What you have to do:
Write the full listing out again, keeping every line exactly as it is.

Provided records:
+ + + + + + +

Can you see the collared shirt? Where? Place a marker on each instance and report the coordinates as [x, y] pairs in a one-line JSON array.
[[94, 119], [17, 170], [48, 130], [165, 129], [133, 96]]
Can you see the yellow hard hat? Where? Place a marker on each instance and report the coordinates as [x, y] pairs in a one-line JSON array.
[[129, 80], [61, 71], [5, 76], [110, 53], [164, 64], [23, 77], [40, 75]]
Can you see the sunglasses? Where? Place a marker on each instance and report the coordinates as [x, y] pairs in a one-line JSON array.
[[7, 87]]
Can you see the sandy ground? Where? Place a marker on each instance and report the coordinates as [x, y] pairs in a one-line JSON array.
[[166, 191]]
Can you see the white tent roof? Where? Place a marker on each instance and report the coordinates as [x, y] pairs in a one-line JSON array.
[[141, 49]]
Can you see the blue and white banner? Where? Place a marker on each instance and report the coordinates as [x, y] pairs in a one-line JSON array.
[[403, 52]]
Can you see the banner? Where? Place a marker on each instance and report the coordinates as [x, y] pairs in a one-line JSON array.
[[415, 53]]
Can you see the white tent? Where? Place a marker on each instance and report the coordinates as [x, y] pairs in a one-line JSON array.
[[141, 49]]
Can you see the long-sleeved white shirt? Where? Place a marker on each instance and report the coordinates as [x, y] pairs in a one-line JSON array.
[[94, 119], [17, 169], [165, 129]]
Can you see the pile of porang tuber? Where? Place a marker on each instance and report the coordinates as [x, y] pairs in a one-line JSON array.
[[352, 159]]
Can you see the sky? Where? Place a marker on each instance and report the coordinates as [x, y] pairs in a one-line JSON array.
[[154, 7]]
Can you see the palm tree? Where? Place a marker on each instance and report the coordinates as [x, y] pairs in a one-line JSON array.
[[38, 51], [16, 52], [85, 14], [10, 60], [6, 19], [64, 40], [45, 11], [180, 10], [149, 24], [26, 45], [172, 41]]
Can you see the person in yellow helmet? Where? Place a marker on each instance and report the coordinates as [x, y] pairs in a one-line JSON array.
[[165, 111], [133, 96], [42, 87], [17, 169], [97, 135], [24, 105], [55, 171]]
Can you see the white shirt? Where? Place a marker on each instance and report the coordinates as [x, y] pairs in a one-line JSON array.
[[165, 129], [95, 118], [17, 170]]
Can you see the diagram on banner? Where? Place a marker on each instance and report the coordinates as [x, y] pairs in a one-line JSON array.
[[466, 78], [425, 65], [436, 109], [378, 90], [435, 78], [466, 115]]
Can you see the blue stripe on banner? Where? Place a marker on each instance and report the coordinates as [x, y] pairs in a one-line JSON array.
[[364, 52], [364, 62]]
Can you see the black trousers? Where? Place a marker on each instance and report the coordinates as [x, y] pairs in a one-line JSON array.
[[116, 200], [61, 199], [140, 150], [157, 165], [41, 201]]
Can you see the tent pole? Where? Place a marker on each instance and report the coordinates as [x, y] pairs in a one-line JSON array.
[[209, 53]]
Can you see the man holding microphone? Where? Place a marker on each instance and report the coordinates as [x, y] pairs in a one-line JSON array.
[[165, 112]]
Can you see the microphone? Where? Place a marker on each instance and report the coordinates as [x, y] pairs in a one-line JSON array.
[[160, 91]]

+ + + + + + +

Result of this task:
Can you see the collared shirt? Where? Place a marker on each instance and report the coordinates as [x, y] pairs in a one-line JSON array.
[[94, 119], [17, 170], [48, 130], [165, 129], [133, 96]]
Can you see the yellow hard hat? Where? Place a marker on each instance and report the coordinates as [x, y] pairs in a one-line JSON array.
[[129, 80], [61, 71], [5, 76], [110, 53], [164, 64], [23, 77], [40, 75]]
Can you see the sunglasses? Where? Place a marker on each instance and report the coordinates as [x, y] pairs in a one-line JSON array.
[[7, 87]]
Can you see the sandy ground? Where? Place a marker on each instance and report the coordinates as [x, y] pairs in a one-line JSON array.
[[166, 191]]
Can you see the white tent roof? Where? Place a marker on each instance and report the coordinates as [x, y] pairs in a one-line JSON array.
[[141, 49]]
Can you see the blue and white banner? Where? Place a marker on each instance and report the coordinates as [x, y] pairs in a one-line JSON array.
[[403, 52]]
Can you see the banner? Where? Place a marker on each instance and report the coordinates as [x, y] pairs in a one-line JSON array.
[[415, 53]]
Can you see the white tent? Where? Place a marker on each instance and report the coordinates as [x, y] pairs in a one-line JSON array.
[[141, 49]]
Can you see the long-sleeved white shirt? Where? Place a marker on each instance and report the coordinates as [x, y] pairs in a one-line JSON array.
[[94, 119], [17, 169], [165, 129]]
Can you see the pile of porang tuber? Where? Place a marker on each instance and report the coordinates as [x, y] pairs in a one-line JSON array.
[[352, 159]]
Can you see the sky? Where? Place a marker on each instance and report the coordinates as [x, y] pairs in a one-line JSON array.
[[154, 7]]
Can you see the palm tree? Where? Place a marker on each instance and report the coordinates as [x, y] pairs in a one-line JSON array.
[[38, 51], [16, 52], [85, 14], [10, 60], [6, 19], [64, 40], [45, 11], [180, 10], [149, 24], [26, 45], [172, 41]]
Can you see the person in yellow helmet? Where? Place a marker on each instance and report the coordinates as [x, y] pairs in a one-line JSON array.
[[165, 111], [133, 96], [42, 87], [17, 169], [97, 135], [24, 105], [55, 171]]
Can you see the white shirt? Where? Place a marker on each instance and report the coordinates as [x, y] pairs in a one-line JSON array.
[[165, 129], [95, 118], [17, 170]]
Can you see the diagram on banner? Where? Place a marker on each instance and report the coordinates as [x, y] pairs in a one-line JSON array.
[[466, 78], [425, 65], [436, 109], [378, 90], [435, 78], [466, 115]]
Can you see the blue stripe on banner? Where? Place a marker on each instance and report the coordinates as [x, y] pairs in a one-line JSON array.
[[364, 52], [364, 62]]
Can you see the black trousers? Where? Place a marker on each instance and report the coordinates as [x, y] pairs in a one-line JSON array.
[[116, 200], [61, 199], [140, 150], [157, 165], [41, 201]]
Can you see the tent pole? Where? Place a marker on each instance and report the coordinates as [x, y] pairs in a one-line JSON array.
[[209, 53]]
Can you see the man holding microphone? Where? Place a marker on each instance and report the coordinates as [x, y] pairs in a one-line JSON array.
[[165, 112]]
Can you see the microphone? Where? Place a marker on each instance and report the coordinates as [x, y] pairs in a one-line JSON array.
[[160, 91]]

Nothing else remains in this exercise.